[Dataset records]
= = = =

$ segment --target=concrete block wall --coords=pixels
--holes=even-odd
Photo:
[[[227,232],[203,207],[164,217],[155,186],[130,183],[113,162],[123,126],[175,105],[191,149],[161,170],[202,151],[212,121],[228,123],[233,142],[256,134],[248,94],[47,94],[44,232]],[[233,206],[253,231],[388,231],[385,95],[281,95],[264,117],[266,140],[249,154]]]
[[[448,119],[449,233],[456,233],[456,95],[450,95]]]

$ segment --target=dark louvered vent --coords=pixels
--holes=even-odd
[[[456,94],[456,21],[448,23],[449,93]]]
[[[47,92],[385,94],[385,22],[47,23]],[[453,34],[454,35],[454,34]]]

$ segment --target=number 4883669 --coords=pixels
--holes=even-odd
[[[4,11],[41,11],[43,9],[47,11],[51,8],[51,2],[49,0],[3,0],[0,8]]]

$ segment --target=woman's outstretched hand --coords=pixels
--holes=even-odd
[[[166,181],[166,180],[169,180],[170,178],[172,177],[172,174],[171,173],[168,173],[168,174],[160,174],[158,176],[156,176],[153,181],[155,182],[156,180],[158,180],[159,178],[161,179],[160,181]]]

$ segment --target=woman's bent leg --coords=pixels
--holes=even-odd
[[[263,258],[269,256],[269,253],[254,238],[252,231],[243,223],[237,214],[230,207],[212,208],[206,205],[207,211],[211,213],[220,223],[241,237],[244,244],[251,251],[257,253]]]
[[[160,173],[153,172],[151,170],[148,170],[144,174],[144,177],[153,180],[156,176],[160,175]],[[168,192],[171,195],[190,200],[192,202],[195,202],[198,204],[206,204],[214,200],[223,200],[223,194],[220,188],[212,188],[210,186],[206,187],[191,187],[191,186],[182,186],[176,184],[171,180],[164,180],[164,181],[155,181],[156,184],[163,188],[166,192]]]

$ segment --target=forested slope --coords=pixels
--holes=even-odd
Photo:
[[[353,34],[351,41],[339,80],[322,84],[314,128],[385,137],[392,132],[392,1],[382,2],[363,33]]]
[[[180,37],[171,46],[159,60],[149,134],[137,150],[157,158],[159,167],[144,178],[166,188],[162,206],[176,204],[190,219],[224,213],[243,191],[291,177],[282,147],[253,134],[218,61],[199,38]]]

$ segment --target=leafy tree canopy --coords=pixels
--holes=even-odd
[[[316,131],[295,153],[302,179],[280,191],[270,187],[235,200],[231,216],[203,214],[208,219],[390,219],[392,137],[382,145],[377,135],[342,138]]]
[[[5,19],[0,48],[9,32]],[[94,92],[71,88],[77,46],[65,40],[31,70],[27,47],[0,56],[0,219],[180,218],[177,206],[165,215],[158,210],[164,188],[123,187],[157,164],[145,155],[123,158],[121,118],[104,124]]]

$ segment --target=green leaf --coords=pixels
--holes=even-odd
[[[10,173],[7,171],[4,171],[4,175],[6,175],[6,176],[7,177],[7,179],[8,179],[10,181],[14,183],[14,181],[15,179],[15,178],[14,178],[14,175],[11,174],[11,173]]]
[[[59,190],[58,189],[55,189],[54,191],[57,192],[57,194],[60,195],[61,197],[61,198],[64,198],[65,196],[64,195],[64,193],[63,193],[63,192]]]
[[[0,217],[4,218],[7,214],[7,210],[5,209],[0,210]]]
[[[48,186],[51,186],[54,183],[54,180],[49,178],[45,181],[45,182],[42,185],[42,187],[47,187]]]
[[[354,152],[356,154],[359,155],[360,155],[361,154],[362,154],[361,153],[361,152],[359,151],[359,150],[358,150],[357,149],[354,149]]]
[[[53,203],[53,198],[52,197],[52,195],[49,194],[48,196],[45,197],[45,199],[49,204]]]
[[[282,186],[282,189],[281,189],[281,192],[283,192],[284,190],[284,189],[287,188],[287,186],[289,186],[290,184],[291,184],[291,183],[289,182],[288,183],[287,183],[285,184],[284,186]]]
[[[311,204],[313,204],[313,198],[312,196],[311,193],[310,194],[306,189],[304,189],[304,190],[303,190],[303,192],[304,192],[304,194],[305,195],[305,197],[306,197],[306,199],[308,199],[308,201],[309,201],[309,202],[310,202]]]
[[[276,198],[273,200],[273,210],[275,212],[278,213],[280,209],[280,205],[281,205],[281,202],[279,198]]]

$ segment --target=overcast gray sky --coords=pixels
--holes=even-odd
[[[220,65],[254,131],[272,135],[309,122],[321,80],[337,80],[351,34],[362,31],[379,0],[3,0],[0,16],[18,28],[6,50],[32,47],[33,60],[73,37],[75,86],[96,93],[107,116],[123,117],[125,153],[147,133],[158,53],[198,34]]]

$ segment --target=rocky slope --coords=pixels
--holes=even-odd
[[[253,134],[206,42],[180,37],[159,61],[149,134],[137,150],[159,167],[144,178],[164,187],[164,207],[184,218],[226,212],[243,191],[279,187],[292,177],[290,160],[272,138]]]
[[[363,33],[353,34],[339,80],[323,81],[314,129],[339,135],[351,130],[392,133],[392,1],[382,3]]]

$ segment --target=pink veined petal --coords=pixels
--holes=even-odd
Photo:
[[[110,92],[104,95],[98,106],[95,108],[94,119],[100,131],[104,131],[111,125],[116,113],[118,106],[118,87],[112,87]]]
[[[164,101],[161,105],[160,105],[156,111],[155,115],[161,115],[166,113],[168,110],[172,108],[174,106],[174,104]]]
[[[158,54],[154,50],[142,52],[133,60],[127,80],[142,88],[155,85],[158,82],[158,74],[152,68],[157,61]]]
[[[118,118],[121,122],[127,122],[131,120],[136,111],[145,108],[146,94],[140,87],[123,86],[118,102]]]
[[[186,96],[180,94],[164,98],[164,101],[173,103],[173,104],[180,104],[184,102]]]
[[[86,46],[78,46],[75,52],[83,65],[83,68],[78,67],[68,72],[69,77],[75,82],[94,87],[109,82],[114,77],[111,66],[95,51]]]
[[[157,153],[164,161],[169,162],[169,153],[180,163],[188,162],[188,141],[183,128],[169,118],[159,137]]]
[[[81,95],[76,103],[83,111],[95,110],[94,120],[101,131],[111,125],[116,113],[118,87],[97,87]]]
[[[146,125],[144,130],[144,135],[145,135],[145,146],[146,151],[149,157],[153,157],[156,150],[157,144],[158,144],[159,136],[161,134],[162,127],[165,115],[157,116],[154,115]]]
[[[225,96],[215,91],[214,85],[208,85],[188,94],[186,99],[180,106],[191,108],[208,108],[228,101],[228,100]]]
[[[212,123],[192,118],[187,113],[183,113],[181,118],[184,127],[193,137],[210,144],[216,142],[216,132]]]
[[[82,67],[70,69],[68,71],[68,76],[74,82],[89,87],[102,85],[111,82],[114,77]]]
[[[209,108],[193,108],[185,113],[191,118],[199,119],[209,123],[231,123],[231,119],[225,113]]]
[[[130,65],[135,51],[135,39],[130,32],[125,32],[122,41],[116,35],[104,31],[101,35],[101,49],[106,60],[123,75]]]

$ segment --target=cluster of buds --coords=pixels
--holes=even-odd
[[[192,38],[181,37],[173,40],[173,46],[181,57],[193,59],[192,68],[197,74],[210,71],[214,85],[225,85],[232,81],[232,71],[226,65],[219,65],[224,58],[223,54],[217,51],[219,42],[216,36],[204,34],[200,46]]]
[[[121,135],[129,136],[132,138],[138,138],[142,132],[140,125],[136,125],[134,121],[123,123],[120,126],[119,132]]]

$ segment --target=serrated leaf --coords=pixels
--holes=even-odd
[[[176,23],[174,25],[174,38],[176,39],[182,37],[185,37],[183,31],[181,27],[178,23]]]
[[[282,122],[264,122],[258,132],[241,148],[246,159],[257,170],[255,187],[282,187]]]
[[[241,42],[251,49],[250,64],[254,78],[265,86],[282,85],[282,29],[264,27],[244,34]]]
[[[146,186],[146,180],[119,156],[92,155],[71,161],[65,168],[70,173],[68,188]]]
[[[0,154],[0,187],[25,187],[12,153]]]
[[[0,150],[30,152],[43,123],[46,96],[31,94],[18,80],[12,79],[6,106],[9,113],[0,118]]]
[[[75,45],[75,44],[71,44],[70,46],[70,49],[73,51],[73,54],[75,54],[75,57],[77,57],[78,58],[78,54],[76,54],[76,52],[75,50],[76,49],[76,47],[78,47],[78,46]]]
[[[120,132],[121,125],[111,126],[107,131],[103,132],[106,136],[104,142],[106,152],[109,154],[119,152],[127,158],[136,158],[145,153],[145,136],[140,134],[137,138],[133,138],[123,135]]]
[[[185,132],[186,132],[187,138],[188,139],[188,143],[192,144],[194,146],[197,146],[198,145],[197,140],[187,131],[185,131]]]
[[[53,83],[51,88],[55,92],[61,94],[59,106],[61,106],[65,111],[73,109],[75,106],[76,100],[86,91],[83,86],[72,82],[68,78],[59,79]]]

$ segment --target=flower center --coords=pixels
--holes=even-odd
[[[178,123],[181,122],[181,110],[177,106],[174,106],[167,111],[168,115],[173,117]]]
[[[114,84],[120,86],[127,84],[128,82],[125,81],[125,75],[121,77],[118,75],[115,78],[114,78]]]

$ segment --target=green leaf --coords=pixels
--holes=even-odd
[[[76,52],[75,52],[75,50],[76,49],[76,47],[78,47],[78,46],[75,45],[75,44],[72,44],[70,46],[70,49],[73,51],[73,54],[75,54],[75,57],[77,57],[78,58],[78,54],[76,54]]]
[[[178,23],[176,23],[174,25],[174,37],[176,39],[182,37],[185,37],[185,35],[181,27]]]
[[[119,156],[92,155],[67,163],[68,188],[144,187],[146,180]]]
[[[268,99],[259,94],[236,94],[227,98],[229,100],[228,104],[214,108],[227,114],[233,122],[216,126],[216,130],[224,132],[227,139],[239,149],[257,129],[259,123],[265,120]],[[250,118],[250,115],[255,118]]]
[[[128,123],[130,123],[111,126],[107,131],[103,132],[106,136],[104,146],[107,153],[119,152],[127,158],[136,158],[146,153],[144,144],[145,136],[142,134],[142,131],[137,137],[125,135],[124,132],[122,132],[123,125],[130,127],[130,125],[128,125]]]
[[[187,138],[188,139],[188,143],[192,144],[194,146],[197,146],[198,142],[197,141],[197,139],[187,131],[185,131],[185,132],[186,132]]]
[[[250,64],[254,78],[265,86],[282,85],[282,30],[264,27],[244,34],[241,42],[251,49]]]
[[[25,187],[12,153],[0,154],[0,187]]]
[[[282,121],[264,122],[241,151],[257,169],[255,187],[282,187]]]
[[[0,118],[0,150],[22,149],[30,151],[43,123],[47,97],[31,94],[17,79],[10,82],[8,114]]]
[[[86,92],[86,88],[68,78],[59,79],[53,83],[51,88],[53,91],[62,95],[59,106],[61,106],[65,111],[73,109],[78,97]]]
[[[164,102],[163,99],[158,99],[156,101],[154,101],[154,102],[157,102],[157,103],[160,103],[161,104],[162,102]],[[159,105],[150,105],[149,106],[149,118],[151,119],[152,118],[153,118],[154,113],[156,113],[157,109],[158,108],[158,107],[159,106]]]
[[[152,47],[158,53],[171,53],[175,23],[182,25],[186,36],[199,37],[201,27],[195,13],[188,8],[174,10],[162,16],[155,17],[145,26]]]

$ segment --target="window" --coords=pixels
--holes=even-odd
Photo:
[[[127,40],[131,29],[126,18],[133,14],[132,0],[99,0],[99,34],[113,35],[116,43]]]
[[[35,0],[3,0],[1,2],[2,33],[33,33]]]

= = = =

Copy out the lines of the data verbatim, starting at the first line of the data and ending at the line that contains "[[[448,119],[449,233],[456,233],[456,95],[450,95]]]", with both of those lines included.

$ segment --target=concrete block wall --coords=pixels
--holes=even-odd
Photo:
[[[227,232],[203,207],[164,217],[155,186],[130,183],[113,162],[123,126],[175,105],[191,149],[161,170],[202,151],[212,121],[228,123],[233,142],[256,134],[248,94],[47,94],[44,232]],[[233,206],[253,231],[388,231],[385,95],[281,95],[264,117],[266,140],[249,154]]]
[[[448,119],[449,233],[456,233],[456,95],[450,95]]]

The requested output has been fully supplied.